TO DO
Your answer should be the line containing "Where can you spot the utility" and each line after it through the end of the data below, repeated exactly.

Stored data
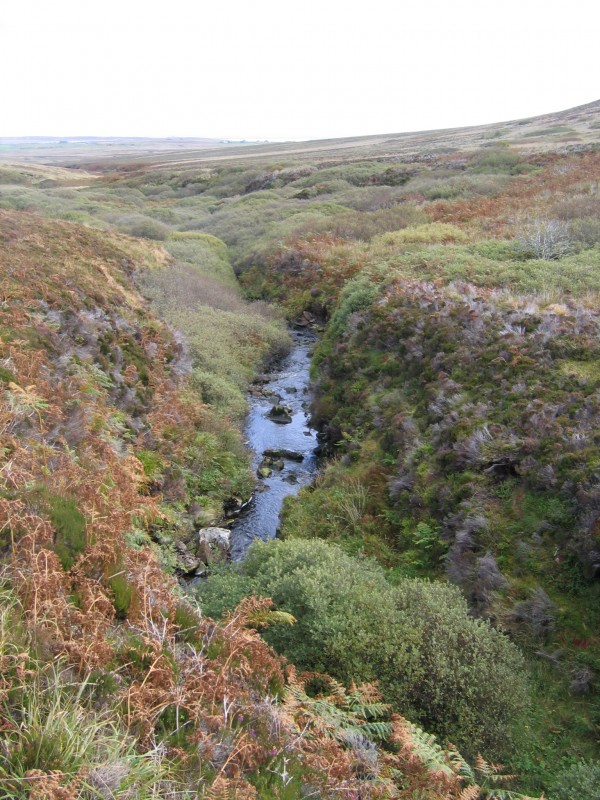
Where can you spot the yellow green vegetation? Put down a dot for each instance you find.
(456, 390)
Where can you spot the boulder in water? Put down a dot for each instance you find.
(280, 414)
(292, 455)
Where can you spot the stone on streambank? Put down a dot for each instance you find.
(213, 544)
(280, 414)
(292, 455)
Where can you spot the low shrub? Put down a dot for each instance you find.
(435, 663)
(579, 781)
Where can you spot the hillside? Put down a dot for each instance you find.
(449, 548)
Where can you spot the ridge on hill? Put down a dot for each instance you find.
(454, 276)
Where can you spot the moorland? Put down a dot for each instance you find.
(431, 607)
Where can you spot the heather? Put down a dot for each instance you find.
(437, 585)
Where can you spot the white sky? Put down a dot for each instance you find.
(276, 69)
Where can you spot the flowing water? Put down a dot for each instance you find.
(289, 381)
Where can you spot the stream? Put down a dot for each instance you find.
(287, 385)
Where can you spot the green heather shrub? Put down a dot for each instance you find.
(430, 233)
(141, 226)
(581, 781)
(68, 523)
(498, 159)
(357, 295)
(435, 663)
(204, 252)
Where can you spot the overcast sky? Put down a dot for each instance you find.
(276, 69)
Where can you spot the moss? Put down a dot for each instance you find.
(123, 593)
(6, 376)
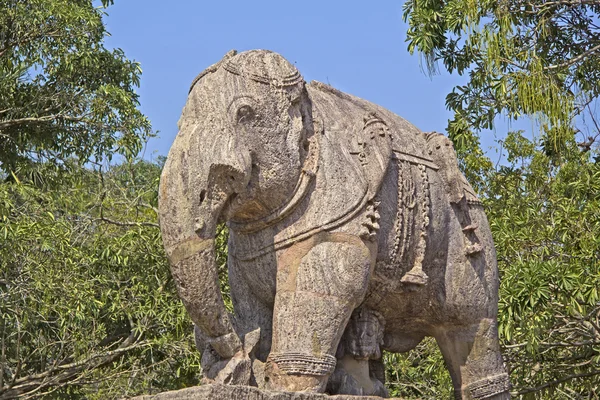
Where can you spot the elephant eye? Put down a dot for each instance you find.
(244, 114)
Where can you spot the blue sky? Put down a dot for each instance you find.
(355, 46)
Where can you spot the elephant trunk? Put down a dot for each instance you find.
(191, 204)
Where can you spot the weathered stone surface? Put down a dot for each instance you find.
(351, 232)
(227, 392)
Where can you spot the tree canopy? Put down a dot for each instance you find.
(62, 93)
(535, 59)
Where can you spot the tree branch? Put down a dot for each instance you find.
(556, 382)
(574, 59)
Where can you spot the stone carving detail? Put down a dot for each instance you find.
(351, 233)
(490, 387)
(304, 364)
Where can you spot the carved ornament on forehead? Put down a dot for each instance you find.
(264, 67)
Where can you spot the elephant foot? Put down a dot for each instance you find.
(415, 276)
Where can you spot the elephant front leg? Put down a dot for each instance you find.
(319, 283)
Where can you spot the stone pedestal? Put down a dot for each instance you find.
(227, 392)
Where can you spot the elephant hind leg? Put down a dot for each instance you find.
(472, 355)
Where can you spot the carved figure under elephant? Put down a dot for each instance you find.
(351, 232)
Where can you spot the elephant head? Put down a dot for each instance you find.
(238, 156)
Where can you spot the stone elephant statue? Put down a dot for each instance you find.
(351, 232)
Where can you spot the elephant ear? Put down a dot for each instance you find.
(373, 144)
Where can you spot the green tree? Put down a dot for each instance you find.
(523, 58)
(62, 93)
(88, 308)
(535, 59)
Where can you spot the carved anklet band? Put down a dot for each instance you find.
(304, 364)
(489, 386)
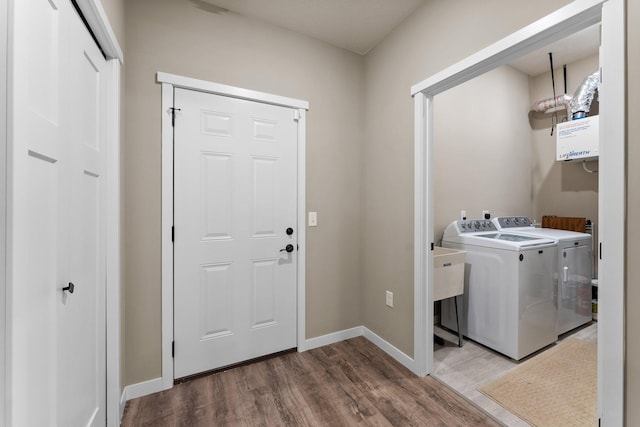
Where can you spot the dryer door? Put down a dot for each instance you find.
(574, 288)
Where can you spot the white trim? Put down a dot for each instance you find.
(611, 216)
(332, 338)
(573, 17)
(232, 91)
(168, 83)
(167, 244)
(361, 331)
(113, 253)
(97, 19)
(388, 348)
(559, 24)
(145, 388)
(302, 229)
(422, 347)
(4, 21)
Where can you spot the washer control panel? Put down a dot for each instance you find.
(476, 225)
(513, 221)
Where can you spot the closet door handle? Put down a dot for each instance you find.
(288, 248)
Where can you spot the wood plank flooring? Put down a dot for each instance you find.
(467, 368)
(348, 383)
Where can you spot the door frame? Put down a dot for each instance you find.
(98, 21)
(169, 82)
(611, 203)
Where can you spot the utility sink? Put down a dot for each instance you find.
(448, 272)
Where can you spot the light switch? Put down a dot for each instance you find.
(313, 219)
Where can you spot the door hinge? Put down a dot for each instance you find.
(173, 115)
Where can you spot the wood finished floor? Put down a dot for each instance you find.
(467, 368)
(348, 383)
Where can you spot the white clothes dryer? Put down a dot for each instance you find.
(575, 269)
(509, 303)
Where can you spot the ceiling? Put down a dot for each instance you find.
(354, 25)
(359, 25)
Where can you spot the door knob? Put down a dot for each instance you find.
(288, 248)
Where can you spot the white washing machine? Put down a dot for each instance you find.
(509, 302)
(575, 269)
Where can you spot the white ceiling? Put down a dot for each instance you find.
(355, 25)
(359, 25)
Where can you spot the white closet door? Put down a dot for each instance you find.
(81, 314)
(235, 197)
(57, 339)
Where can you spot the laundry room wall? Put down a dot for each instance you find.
(436, 36)
(191, 38)
(632, 314)
(561, 188)
(482, 148)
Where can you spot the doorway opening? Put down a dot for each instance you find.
(170, 85)
(556, 26)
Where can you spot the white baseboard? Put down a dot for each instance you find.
(138, 390)
(388, 348)
(155, 385)
(331, 338)
(358, 331)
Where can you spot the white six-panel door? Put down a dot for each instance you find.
(58, 372)
(235, 196)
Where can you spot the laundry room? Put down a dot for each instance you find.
(495, 153)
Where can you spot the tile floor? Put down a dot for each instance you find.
(467, 368)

YOUR SOLUTION
Where can you spot the utility sink? Put down a dot for each instance you find.
(448, 272)
Where can you spot the light switch? Put down a dot for each instance you find.
(313, 219)
Where can you spot the door hinge? Put down a dot for each instance you find.
(173, 115)
Where can you spot the wood finished floor? Put down a dot for each instance you find.
(467, 368)
(348, 383)
Where can you spot the white clothes dryer? Put down a dot for each instance you find.
(575, 269)
(509, 303)
Where can you spot the ceiling? Put down a dot for each instance you find.
(354, 25)
(359, 25)
Where can you spot the door knob? Put down a dot for each instance you find.
(288, 248)
Where can you spot the white washing machine? Put down a dot for each instance you find.
(509, 302)
(575, 269)
Where can you spot the white ceiling? Put down a dot for each instance you find.
(355, 25)
(359, 25)
Where can you spot the white closet door? Put down a dot for each instance you find.
(81, 314)
(235, 197)
(57, 339)
Where can you spot the laundry room wall? Put down a dot for each instance you find.
(436, 36)
(191, 38)
(632, 314)
(561, 188)
(482, 148)
Where can you spot the doorway opening? Put down a dot for each instance you find.
(170, 85)
(556, 26)
Where can you spot the white baseboard? Put down a dot for each instance you find.
(138, 390)
(388, 348)
(155, 385)
(331, 338)
(358, 331)
Where can you spot the white six-panel door? Put down a dot for each instance you find.
(58, 372)
(235, 196)
Where can you spot the laundry room? Put down a dot for each instance you find.
(495, 153)
Where can you spot the tile floor? Put down a dot for each instance you find.
(467, 368)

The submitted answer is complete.